### STATED GOAL
Reproduce the data starting at the beginning and ending at the line that contains "[[331, 85]]", swapping "innermost" for "central" wherever it occurs and leaving all else unchanged.

◇ ◇ ◇ ◇ ◇ ◇ ◇

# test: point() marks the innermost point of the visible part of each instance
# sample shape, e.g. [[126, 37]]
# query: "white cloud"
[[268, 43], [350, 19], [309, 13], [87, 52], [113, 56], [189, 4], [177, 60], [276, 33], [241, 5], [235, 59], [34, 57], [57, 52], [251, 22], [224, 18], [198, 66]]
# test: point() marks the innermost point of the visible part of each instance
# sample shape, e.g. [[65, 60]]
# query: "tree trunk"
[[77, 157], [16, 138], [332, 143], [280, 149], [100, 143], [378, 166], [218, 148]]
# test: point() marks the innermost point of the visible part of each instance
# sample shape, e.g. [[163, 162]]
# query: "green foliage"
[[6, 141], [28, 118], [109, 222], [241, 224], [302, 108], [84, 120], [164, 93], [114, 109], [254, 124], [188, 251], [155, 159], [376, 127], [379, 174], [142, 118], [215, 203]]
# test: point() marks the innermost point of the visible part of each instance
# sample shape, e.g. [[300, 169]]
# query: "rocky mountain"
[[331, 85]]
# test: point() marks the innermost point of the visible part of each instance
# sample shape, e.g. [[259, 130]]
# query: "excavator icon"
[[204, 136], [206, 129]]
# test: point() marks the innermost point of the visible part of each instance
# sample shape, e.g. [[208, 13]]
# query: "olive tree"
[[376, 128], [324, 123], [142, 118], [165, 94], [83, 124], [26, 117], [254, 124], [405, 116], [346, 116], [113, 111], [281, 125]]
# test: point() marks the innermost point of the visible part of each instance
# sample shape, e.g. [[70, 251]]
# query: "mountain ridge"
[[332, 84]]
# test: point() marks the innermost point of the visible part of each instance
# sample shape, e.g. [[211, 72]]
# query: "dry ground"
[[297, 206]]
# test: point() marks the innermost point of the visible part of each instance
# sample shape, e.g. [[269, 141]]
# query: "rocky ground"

◇ ◇ ◇ ◇ ◇ ◇ ◇

### TASK SOLUTION
# test: point() marks the central point of the visible part of each instance
# sample shape, e.g. [[126, 37]]
# query: "white cloud"
[[268, 43], [350, 19], [309, 13], [87, 52], [113, 56], [189, 4], [177, 60], [276, 33], [241, 5], [235, 59], [34, 57], [57, 52], [251, 22], [224, 18], [198, 66]]
# test: point() marks the central point of the visible part of each instance
# sample shape, e.g. [[65, 60]]
# query: "tree trunk"
[[77, 157], [16, 138], [332, 143], [280, 149], [100, 143], [378, 166], [218, 148]]
# test: point() marks the central point of the visible part of each instance
# sample shape, e.g. [[163, 162]]
# query: "green foliage"
[[6, 141], [28, 118], [109, 222], [241, 224], [302, 108], [84, 120], [164, 93], [114, 109], [254, 124], [188, 251], [155, 159], [376, 127], [379, 174], [142, 118], [215, 203]]
# test: point() marks the central point of the visible part of each instance
# sample shape, e.g. [[300, 169]]
# query: "rocky mountain"
[[331, 85]]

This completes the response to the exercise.